Records for identifying positions:
BEGIN
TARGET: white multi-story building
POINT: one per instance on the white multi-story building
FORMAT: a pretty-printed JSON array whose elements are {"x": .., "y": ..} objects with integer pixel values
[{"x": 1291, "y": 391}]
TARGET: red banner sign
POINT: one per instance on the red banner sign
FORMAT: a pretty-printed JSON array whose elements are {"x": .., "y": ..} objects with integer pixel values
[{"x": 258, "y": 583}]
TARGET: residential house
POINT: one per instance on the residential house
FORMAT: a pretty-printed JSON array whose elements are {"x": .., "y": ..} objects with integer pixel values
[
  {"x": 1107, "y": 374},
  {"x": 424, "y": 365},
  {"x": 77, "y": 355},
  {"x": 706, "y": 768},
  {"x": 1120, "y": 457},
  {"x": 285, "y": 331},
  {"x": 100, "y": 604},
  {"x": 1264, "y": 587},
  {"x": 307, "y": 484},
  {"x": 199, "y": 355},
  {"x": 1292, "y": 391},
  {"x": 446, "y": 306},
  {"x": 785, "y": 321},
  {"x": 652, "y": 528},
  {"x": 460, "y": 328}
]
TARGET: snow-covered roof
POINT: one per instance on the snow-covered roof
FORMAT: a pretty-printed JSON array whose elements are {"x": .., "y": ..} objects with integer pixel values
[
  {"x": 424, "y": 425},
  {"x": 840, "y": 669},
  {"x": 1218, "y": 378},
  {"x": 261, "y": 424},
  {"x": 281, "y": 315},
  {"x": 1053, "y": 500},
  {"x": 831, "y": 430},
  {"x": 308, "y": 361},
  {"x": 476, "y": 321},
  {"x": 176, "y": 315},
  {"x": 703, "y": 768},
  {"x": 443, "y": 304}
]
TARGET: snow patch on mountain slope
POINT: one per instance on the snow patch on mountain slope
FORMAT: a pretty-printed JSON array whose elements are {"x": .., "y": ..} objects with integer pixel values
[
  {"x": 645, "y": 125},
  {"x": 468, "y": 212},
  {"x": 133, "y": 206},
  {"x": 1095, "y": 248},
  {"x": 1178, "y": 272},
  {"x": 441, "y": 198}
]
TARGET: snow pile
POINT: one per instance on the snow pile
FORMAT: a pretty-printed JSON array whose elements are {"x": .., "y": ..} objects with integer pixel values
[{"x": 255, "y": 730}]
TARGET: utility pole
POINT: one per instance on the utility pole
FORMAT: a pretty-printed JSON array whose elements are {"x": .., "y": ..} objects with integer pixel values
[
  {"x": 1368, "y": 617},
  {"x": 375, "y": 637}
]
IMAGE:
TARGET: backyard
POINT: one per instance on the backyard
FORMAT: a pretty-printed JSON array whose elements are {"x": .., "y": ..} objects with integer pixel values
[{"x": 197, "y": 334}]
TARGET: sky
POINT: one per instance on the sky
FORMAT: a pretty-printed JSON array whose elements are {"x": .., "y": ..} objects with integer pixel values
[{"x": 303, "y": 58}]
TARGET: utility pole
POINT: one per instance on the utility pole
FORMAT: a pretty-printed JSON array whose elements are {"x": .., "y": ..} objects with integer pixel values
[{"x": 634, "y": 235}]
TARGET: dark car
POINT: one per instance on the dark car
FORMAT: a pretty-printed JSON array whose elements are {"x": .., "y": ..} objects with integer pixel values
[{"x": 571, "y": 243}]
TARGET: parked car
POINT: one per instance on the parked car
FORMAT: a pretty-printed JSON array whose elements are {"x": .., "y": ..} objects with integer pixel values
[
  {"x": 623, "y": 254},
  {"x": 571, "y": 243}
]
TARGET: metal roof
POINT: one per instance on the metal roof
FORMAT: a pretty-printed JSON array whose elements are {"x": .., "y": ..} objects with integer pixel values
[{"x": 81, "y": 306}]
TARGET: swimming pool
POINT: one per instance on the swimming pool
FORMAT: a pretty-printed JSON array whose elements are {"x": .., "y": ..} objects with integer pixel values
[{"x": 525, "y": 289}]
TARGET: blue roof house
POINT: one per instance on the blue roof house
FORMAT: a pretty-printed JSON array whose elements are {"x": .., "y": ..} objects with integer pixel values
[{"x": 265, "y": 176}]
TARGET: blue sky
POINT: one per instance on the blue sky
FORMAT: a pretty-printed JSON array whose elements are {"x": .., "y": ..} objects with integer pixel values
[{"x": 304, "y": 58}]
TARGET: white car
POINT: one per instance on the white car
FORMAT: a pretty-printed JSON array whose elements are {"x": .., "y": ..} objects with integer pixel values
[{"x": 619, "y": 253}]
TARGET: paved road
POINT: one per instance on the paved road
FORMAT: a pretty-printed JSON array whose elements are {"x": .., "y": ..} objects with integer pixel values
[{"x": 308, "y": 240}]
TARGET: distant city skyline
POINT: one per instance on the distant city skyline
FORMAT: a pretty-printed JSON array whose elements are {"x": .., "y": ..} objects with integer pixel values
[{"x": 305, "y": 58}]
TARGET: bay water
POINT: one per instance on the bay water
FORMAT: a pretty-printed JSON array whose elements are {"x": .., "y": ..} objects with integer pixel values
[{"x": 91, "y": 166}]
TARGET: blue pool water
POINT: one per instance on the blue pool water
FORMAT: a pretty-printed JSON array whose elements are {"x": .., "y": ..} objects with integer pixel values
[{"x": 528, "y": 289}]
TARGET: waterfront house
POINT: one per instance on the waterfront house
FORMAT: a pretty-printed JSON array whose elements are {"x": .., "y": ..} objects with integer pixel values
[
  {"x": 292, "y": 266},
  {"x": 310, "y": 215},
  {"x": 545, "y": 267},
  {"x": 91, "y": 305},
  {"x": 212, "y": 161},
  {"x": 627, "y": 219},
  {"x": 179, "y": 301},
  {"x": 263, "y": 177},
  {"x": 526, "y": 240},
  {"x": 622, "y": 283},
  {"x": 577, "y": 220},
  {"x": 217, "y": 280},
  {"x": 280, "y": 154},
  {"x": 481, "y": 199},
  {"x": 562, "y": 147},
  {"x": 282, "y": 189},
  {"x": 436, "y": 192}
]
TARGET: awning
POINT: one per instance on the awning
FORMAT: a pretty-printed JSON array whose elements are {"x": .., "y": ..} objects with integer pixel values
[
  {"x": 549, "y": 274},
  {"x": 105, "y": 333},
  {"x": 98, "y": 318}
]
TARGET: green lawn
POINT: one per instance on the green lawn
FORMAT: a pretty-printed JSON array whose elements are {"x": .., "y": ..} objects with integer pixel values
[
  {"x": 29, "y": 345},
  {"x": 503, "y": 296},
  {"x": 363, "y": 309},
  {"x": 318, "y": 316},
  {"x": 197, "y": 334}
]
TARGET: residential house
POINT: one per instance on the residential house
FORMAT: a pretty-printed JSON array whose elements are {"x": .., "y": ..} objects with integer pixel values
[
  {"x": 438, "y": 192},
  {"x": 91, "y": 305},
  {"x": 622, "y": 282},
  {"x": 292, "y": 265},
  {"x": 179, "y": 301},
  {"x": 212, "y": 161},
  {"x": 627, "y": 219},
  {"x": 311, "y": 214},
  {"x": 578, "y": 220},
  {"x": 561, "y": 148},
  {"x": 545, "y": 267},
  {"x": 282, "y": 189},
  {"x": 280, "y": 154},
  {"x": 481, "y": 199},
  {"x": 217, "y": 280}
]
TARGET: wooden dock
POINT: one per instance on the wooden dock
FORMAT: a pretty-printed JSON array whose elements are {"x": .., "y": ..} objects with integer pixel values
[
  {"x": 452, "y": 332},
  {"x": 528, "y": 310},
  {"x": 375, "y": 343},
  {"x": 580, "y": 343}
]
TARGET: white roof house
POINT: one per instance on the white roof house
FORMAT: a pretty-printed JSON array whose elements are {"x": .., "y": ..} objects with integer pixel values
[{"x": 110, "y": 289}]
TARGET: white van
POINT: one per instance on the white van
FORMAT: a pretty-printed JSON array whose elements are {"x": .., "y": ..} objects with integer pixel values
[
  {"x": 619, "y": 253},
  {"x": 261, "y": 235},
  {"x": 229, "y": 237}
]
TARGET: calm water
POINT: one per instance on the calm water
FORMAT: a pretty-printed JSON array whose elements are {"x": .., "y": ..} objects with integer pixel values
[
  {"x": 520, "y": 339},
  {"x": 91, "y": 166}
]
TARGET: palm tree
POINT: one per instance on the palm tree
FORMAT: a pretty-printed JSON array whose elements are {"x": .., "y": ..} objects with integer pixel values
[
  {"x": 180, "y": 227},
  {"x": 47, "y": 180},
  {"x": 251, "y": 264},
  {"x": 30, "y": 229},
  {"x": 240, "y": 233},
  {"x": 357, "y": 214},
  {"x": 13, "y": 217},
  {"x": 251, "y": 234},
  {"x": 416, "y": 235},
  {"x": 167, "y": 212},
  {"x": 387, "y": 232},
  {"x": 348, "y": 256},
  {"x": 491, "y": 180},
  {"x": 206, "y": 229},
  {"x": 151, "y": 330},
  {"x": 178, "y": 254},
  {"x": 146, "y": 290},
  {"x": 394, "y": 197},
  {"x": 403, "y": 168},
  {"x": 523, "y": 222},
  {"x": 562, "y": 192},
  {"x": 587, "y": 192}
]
END
**What is expected**
How many lines in the material above contain the word "palm"? Reply with only the number.

**Expected output**
2